[Work to do]:
1. Retype the section of the Norman Porter biography that opens with the words containing "Personal details" and closes with "Harding Memorial School.".
2. In the Norman Porter biography, turn the paragraph beginning "A lay preacher, an Orangeman" into a short bulleted list that keeps its main facts.
3. Carry on the Norman Porter biography from its last sentence.
===== Text shown =====
Member of the Parliament of Northern Ireland
- In office 1953–1958
- Constituency: Belfast Clifton

Personal details
- Born: February 12, 1919 Portsmouth, England
- Died: March 12, 1991 (aged 72)
- Party: Independent Unionist
- Children: Norman Porter
- Occupation: Politician, lay preacher, newspaper editor

= Norman Porter =

Norman Porter (12 February 1919 - 12 March 1991) was a loyalist politician in Northern Ireland.

Born in Portsmouth in England, Porter grew up in Belfast, where he attended the Harding Memorial School.

A lay preacher, an Orangeman, an Apprentice Boy and a member of the Royal Black Institution, Porter became the leader of the National Union of Protestants in Northern Ireland in 1948. Ian Paisley was treasurer of the group, but left after Porter refused to join his new Free Presbyterian Church of Ulster. The Union disintegrated soon after. In 1953, Porter became the Director of the Evangelical Protestant Society. He also edited the Ulster Protestant newspaper, which he produced with William McConnell Wilton.

At the 1953 Northern Ireland general election, Porter was elected as an Independent Unionist MP for Belfast Clifton, standing with the slogan "For God and Ulster". He defeated Samuel Hall-Thompson, who uniquely among Ministers was not a member of the Orange Order and who had faced criticism from loyalists for appearing to compromise with the Roman Catholic Church while Minister of Education.
===== Given material =====
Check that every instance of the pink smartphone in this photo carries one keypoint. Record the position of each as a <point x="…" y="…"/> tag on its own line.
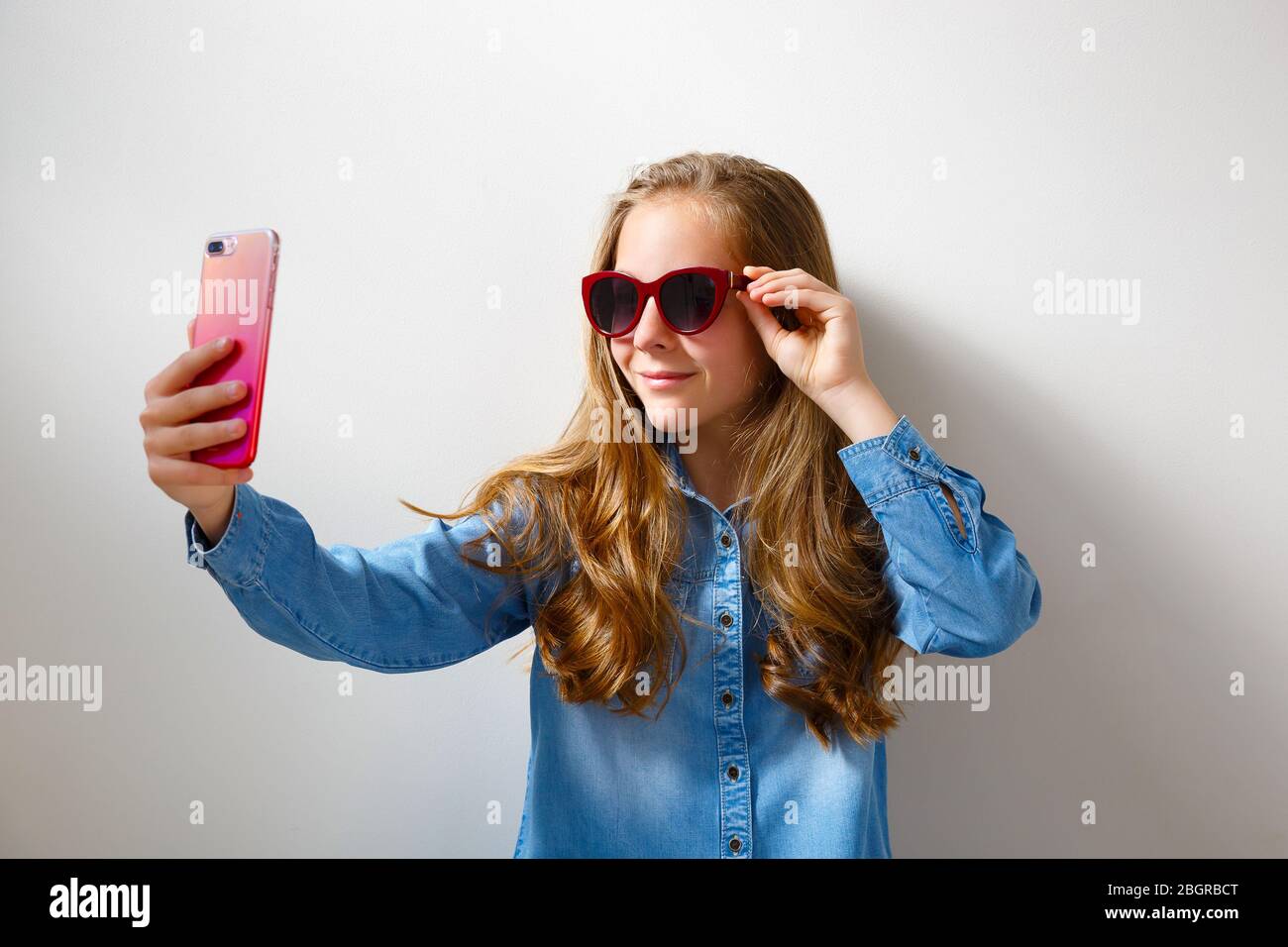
<point x="239" y="277"/>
=====
[The answers]:
1.
Personal details
- Born: February 12, 1919 Portsmouth, England
- Died: March 12, 1991 (aged 72)
- Party: Independent Unionist
- Children: Norman Porter
- Occupation: Politician, lay preacher, newspaper editor

= Norman Porter =

Norman Porter (12 February 1919 - 12 March 1991) was a loyalist politician in Northern Ireland.

Born in Portsmouth in England, Porter grew up in Belfast, where he attended the Harding Memorial School.

2.
- Porter was a lay preacher, an Orangeman, an Apprentice Boy and a member of the Royal Black Institution.
- In 1948 he became leader of the National Union of Protestants in Northern Ireland.
- Ian Paisley, the group's treasurer, left after Porter refused to join his new Free Presbyterian Church of Ulster, and the Union soon disintegrated.
- In 1953 Porter became Director of the Evangelical Protestant Society.
- He edited the Ulster Protestant newspaper, produced with William McConnell Wilton.

3.
Porter attended the first meeting of the Ulster Protestant Action group in 1956, but he immediately withdrew. He lost his seat at the 1958 general election to Robin Kinahan. Porter was again defeated in the seat in a 1959 by-election.

Porter was an opponent of Catholicism. In a 1964 speech reported in the Belfast Newsletter, he stated: "When you become too friendly with those of different religious persuasion, you find it increasingly hard and difficult to oppose their beliefs – this leads to compromise."

In 1969, he stood in Belfast Duncairn, where sitting Ulster Unionist Party MP William Fitzsimmons' daughter had married a Roman Catholic, and Fitzsimmons had subsequently resigned from the Orange Order. Porter presented himself as a candidate whose opposition to Catholicism was in no doubt, but proved unsuccessful in the poll. He emigrated to Australia in 1970, but returned to Northern Ireland in 1982, settling in Portstewart.

Porter's son, also Norman Porter, has written several books on politics in Northern Ireland.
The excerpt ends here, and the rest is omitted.